Given exercise. Please give back, unchanged, the part of the listing below that opens with the line containing "Automation pipeline query — the target element is the fishnet" and closes with the line containing "[306,346,329,379]", including both of those lines.

Extracted information.

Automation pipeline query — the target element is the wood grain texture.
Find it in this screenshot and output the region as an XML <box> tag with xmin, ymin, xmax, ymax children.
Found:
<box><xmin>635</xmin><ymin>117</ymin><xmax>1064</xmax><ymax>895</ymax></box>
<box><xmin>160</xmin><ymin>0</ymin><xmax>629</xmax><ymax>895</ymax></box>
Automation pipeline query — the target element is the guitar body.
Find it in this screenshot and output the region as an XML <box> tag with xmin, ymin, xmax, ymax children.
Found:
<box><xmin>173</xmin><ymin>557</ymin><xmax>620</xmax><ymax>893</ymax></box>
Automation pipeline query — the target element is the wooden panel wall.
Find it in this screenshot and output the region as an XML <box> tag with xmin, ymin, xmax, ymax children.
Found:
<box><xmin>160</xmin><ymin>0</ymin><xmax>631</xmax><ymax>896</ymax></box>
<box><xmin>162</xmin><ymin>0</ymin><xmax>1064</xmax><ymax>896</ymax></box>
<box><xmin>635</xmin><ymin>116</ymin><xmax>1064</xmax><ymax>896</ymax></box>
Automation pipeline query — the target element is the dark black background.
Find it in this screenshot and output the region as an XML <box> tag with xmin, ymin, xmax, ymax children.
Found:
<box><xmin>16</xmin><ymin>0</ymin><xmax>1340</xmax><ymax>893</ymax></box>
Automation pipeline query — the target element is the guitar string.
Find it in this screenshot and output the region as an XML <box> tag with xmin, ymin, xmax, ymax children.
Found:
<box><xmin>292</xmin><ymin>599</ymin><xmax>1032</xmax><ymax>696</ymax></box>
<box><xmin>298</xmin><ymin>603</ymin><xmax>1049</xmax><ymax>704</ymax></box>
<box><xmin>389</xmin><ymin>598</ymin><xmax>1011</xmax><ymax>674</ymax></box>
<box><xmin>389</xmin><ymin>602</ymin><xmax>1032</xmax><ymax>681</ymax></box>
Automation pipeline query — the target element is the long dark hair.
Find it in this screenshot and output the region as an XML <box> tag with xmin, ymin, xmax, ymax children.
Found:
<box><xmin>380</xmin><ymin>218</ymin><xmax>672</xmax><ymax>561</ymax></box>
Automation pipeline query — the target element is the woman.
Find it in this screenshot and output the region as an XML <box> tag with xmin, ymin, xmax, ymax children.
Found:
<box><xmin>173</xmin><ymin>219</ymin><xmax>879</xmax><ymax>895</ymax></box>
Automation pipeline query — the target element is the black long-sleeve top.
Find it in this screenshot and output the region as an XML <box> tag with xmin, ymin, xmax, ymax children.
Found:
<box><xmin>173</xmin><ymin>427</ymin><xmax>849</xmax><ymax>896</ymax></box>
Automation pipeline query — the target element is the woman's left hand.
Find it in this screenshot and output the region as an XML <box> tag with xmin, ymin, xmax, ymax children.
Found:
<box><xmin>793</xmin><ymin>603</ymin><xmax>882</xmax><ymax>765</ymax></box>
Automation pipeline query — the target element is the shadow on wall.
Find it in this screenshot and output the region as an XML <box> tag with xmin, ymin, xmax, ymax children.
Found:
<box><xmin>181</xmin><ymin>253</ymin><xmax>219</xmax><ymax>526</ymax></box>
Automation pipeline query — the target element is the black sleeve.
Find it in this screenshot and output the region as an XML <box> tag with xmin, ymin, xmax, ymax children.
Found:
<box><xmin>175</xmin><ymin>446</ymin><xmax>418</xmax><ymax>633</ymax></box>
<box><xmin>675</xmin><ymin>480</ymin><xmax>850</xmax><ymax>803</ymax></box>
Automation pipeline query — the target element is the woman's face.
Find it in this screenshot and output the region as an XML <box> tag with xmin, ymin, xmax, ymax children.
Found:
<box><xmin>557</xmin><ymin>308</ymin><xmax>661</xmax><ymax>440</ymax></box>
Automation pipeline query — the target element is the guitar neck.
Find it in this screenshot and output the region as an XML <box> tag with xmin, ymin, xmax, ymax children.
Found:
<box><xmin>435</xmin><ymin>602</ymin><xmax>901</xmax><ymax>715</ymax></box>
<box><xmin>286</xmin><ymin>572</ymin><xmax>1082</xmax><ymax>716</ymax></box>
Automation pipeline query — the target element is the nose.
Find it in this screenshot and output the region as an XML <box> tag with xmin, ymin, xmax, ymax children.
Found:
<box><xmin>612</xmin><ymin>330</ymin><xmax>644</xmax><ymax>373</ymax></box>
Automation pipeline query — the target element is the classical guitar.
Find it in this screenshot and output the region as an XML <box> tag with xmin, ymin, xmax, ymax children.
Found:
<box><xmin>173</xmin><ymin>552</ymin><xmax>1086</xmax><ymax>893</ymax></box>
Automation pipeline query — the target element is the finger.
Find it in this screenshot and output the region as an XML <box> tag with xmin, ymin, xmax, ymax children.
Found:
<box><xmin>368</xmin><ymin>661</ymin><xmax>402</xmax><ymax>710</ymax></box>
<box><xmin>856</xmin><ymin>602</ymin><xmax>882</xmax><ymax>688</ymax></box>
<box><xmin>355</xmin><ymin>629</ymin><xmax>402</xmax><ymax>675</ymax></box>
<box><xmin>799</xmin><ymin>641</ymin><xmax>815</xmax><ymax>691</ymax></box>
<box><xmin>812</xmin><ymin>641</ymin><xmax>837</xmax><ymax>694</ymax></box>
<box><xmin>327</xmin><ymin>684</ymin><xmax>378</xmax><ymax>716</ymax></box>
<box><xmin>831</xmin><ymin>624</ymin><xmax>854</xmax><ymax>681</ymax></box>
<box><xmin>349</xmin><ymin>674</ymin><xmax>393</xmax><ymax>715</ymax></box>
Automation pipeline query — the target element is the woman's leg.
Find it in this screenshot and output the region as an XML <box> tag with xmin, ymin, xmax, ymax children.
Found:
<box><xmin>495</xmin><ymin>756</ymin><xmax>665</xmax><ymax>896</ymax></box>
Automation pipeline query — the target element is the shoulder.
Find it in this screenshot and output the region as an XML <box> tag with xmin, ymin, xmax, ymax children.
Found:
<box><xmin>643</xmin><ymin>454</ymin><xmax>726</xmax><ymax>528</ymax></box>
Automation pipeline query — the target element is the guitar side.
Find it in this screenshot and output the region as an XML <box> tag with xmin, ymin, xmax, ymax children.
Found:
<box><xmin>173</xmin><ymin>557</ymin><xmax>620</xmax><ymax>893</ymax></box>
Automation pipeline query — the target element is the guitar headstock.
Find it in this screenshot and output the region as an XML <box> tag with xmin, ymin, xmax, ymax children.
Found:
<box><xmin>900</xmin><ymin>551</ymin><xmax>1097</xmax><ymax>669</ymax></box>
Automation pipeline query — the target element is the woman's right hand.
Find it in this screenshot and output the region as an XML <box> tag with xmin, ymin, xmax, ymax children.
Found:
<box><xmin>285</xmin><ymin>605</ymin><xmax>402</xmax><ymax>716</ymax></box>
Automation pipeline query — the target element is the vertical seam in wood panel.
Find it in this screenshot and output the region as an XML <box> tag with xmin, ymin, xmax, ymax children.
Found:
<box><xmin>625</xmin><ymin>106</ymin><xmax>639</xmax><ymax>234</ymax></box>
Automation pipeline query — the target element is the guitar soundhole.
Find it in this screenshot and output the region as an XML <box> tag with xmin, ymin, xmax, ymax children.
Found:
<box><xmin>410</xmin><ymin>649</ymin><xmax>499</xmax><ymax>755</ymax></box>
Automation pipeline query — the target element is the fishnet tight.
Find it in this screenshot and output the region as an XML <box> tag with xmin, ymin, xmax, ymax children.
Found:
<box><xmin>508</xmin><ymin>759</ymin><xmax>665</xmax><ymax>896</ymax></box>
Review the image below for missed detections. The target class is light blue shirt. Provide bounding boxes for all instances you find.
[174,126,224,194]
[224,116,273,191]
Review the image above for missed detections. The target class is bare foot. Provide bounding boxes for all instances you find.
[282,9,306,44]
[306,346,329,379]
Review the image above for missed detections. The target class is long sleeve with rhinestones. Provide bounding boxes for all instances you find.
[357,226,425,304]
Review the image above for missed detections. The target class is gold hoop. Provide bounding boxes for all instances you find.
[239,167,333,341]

Answer for the task.
Automation pipeline query — the target element is the fishnet tight.
Find it in this screenshot and output the region as an XML <box> tag with xmin, ymin, xmax, ymax children.
Found:
<box><xmin>508</xmin><ymin>759</ymin><xmax>665</xmax><ymax>896</ymax></box>
Review the image below for missed detections. The target class is light blue shirt. Provide bounding boxes for all instances you find.
[174,126,224,194]
[224,116,273,191]
Review the image above for missed detections. The target class is bare foot. Provide bounding boxes for all instances you find.
[282,9,306,44]
[306,346,329,379]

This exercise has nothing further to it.